According to the passage on UGT expression in human tissues and cell lines, which UGT isoform was not expressed in LS180 cells?
══ PASSAGE FOR REVIEW
The expression profiles of UGT mRNA in the human tissue-derived cell lines were not necessarily consistent with those in corresponding normal tissues. HLE cells showed no detectable UGT1A expression, albeit they are derived from liver. Although the reasons remain unclear, HLE cells would not be suitable for the study of UGT1A expression. In LS180 cells that are derived from colon, all UGT1A and UGT2B isoforms except for UGT2B28 were expressed. This cell line might be an appropriate tool for in vitro studies of the expression and regulation of UGTs. It was interesting that MCF-7 cells, which are estrogen receptor-positive (Guthrie et al., 1997) breast epithelial adenocarcinoma cells, expressed all UGT1A isoforms, but MDA-MB-435 cells, which are estrogen receptor-negative (Guthrie et al., 1997) breast ductal carcinoma cells, expressed limited kinds of UGT1A isoforms. It was also interesting that the expression levels of UGT2B7 and UGT2B10 were higher in MDA-MB-435 cells than in MCF-7 cells, but those of UGT2B15 and UGT2B17 were higher in MCF-7 cells than in MDA-MB-435 cells. Collectively, the expression profiles of UGT mRNA in the cell lines show diversity, although the derived organs were the same. The information presented here would be useful for choosing suitable cell lines for in vitro studies on UGTs.

In summary, we comprehensively determined the expression profiles of UGT1A and UGT2B in human normal tissues and human tissue-derived cell lines. The findings will be useful for understanding the physiological significance of each UGT isoform and to predict the capabilities of glucuronidation in various tissues. In addition, our results provide basic information on UGT expression in various kinds of cell lines.
════
══ DATA FOR REVIEW
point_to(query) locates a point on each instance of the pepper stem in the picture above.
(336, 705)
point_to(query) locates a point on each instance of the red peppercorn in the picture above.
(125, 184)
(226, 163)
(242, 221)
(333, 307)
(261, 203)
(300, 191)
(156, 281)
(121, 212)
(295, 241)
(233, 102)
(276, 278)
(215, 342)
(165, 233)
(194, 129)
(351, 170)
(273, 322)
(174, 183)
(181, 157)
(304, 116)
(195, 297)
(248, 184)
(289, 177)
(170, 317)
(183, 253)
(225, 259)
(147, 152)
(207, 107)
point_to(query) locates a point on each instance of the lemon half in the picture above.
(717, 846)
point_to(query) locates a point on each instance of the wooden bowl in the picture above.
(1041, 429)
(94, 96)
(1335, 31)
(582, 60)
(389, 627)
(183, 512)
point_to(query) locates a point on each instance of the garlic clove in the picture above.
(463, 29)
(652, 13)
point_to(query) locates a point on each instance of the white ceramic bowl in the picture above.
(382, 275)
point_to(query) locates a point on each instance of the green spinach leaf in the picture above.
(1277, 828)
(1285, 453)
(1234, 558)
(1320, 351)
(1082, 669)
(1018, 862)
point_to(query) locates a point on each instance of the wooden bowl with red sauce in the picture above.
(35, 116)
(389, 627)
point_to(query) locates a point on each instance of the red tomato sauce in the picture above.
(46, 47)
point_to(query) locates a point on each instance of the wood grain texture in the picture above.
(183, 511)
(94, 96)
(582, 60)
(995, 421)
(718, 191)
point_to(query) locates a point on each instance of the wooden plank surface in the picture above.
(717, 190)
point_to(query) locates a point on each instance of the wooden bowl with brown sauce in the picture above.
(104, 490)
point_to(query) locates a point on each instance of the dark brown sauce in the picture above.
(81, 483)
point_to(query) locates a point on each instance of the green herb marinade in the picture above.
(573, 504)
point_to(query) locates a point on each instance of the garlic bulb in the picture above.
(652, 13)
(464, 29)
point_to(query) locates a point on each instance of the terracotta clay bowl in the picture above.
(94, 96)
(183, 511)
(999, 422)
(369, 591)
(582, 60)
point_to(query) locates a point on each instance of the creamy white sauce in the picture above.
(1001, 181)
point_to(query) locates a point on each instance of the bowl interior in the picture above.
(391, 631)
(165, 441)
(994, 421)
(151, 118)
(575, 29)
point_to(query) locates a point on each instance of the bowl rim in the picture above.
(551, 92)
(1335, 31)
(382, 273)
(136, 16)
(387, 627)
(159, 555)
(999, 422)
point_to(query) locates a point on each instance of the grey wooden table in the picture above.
════
→ **TASK SOLUTION**: UGT2B28